## [Exercise input]
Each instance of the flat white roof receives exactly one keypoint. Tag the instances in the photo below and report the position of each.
==
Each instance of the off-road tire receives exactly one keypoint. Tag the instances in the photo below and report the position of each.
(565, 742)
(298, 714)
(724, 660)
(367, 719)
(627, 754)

## [Goal]
Pick out every line in the items above that contains the word "instances", and copy each of those lines in full.

## [Written answer]
Each instance of the flat white roof receives exactly one keypoint. Tag the instances in the photo below and report the position of each.
Each instance of the off-road tire receives exactly one keypoint. Tag the instances in the photo below and report the position of each.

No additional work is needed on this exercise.